PAGE EXTRACT section start

By Renee Maltezou
ATHENS (Reuters) – When Sofia Bekatorou, a Greek sailing gold medallist in the 2004 Olympics, opened up last month about being sexually assaulted by a sports official as a 21-year-old, it came as a breakthrough in a country where confronting such abuse has been rare.
Her account – and the outpouring of support it provoked – prompted dozens of actors, singers, athletes and students to come forward in Greece’s delayed “#MeToo” moment, shaking the arts establishment and piling on pressure for change.
While a debate about sexual harassment and abuse has swept the globe in recent years, in Greece, a generally socially conservative country, the old reflex to remain silent on the issue has remained strong. Until now.
“When Bekatorou opened up, all the memories awoke,” Lydia Servou, a 44-year-old singer who wrote an account on Facebook of being abused in 1992, told Reuters. “It’s time for Greece to change this.”
The assault detailed by Bekatorou took place in 1998, too long ago under Greece’s statute of limitations for a criminal case to be brought.
But a prosecutor has now launched an investigation into reports of violence, sexual harassment or abuse in the arts sector, the focus of many of the new allegations.

PAGE EXTRACT section end

TASKS AND EXERCISES –
1) Set down the part of the Greek #MeToo report that opens with the words containing "Her account –" and closes with "pressure for change.".
2) Based on the Greek #MeToo report, answer yes or no to each statement and quote the words that decide it:
(a) Sofia Bekatorou won a sailing gold medal at the 2004 Olympics.
(b) Lydia Servou described her abuse in a newspaper interview.
(c) A criminal case can still be brought over the 1998 assault Bekatorou described.

RECORD SET section start

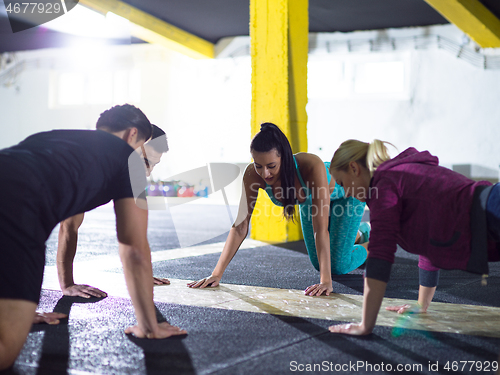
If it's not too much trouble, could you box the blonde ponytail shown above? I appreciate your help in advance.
[366,139,392,175]
[330,139,393,175]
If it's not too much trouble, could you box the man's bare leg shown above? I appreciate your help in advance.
[0,298,37,371]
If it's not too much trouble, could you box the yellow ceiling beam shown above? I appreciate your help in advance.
[79,0,214,59]
[425,0,500,48]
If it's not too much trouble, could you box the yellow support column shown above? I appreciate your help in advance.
[250,0,309,242]
[425,0,500,48]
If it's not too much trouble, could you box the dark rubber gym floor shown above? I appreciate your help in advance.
[4,205,500,375]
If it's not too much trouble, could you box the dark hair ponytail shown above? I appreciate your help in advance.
[96,104,153,141]
[250,122,296,221]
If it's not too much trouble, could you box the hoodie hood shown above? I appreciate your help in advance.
[377,147,439,171]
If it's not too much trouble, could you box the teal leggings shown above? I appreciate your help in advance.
[300,185,367,275]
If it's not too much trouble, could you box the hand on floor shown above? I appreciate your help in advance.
[328,323,372,336]
[125,322,187,339]
[33,311,68,325]
[187,276,220,288]
[153,276,170,285]
[304,283,333,296]
[62,284,108,298]
[385,304,427,314]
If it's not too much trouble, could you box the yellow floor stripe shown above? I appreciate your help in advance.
[43,241,500,338]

RECORD SET section end

REPLIES –
1)
Her account – and the outpouring of support it provoked – prompted dozens of actors, singers, athletes and students to come forward in Greece’s delayed “#MeToo” moment, shaking the arts establishment and piling on pressure for change.

2)
(a) Yes: "a Greek sailing gold medallist in the 2004 Olympics"
(b) No: "wrote an account on Facebook of being abused in 1992"
(c) No: "too long ago under Greece’s statute of limitations for a criminal case to be brought"